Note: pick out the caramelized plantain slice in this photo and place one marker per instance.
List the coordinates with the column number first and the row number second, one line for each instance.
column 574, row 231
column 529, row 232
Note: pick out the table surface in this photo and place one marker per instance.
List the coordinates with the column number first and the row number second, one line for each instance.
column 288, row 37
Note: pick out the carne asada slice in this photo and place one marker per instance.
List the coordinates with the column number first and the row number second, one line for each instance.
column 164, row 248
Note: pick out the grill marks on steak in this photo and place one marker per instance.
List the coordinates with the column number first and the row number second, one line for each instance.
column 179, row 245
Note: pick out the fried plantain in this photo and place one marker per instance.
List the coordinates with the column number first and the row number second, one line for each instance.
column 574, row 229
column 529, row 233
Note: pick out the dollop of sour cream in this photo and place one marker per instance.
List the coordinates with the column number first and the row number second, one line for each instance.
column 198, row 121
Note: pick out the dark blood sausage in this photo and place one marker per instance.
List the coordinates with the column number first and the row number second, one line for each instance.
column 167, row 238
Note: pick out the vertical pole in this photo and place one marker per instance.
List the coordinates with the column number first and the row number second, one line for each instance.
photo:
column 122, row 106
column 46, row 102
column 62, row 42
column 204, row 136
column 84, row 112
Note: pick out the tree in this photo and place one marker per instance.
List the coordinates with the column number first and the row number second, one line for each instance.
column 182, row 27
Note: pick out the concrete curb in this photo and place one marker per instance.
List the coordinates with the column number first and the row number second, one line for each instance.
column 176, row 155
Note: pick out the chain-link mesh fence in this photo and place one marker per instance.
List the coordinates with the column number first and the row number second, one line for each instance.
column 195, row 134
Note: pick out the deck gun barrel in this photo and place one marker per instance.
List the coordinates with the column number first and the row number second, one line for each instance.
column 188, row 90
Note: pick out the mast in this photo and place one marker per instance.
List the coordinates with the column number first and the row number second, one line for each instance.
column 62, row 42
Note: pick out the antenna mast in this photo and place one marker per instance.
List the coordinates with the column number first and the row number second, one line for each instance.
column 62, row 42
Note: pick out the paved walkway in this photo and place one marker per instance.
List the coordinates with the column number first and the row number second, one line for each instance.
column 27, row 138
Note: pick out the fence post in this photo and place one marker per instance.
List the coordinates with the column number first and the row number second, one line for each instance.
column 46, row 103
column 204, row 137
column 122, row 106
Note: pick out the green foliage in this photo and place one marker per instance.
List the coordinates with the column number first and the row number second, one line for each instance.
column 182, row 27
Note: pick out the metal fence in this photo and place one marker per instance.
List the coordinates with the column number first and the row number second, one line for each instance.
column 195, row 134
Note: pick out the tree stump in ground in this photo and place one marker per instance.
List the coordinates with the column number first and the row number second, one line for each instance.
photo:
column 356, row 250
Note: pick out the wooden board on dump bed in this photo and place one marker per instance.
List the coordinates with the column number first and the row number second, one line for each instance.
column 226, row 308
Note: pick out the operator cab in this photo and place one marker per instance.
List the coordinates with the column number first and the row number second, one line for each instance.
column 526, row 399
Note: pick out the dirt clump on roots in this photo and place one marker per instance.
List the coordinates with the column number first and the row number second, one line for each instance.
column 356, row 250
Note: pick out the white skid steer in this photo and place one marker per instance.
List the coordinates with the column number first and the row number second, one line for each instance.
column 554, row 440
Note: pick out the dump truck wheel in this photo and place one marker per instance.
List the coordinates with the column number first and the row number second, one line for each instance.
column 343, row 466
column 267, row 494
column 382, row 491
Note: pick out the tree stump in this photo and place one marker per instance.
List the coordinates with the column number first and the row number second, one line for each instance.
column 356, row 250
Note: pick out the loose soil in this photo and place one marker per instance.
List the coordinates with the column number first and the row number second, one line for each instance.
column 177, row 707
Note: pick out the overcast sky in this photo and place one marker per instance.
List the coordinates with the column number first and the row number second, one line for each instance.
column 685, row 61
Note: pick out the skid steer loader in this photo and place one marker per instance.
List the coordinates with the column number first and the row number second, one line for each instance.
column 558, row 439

+++

**What you have to do:** Pick out and copy the lines of the entries that hold the string "plantain".

**Finished exercise:**
Note: pick out the caramelized plantain slice in this photo and place one marker per instance.
Note: pick out the fried plantain in this photo and place one marker per instance.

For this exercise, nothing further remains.